• _Required work_
Each line of the records below that includes "rider" adds one to the count; state the final count by itself.

• _Data for the task_
====

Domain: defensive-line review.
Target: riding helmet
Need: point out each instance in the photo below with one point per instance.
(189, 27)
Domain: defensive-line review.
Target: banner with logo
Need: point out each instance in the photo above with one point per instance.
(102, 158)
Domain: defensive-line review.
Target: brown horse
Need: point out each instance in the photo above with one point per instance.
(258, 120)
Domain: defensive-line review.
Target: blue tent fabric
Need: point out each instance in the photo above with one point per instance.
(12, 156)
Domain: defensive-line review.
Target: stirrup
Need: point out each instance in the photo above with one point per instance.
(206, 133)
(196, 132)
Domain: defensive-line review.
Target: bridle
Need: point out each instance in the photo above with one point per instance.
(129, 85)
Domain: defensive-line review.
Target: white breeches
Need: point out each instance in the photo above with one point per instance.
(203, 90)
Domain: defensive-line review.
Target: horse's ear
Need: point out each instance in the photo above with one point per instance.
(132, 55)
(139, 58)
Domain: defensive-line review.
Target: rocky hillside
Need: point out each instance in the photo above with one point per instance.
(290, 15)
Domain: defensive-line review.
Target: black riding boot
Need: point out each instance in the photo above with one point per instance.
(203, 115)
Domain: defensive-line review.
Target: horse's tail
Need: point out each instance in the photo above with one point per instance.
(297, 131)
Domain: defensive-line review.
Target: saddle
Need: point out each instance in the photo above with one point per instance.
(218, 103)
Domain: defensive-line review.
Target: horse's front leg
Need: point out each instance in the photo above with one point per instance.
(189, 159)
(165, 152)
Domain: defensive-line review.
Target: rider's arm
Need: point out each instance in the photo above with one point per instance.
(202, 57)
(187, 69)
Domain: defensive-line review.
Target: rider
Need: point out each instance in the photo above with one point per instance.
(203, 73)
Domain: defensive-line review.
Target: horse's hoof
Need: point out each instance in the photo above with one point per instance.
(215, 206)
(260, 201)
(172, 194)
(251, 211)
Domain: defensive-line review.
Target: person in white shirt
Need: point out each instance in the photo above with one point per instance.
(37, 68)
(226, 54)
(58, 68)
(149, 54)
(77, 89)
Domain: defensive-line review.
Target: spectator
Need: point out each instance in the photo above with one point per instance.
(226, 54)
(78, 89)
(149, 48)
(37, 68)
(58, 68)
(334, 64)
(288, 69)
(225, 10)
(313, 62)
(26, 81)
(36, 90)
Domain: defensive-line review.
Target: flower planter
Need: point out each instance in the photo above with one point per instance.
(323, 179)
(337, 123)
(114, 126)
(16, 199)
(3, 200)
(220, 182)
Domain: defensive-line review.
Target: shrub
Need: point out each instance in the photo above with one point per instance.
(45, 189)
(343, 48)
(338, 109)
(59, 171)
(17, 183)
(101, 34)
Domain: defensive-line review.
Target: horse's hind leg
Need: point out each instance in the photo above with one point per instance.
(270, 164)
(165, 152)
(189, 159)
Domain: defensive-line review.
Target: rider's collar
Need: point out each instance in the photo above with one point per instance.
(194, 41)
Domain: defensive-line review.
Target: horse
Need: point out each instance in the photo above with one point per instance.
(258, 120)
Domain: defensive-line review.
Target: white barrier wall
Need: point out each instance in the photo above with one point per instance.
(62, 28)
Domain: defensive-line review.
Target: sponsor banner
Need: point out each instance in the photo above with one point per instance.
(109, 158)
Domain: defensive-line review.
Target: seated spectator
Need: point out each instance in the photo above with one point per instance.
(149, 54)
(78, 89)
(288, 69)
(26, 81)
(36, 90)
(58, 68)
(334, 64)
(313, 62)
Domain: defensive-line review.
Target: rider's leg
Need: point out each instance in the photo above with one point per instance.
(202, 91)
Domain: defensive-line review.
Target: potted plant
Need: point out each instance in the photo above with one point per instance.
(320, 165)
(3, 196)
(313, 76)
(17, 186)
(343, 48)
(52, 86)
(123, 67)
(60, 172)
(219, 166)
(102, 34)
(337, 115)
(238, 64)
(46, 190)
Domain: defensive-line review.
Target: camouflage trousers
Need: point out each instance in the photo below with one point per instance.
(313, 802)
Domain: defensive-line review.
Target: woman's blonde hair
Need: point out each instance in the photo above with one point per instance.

====

• _Response area_
4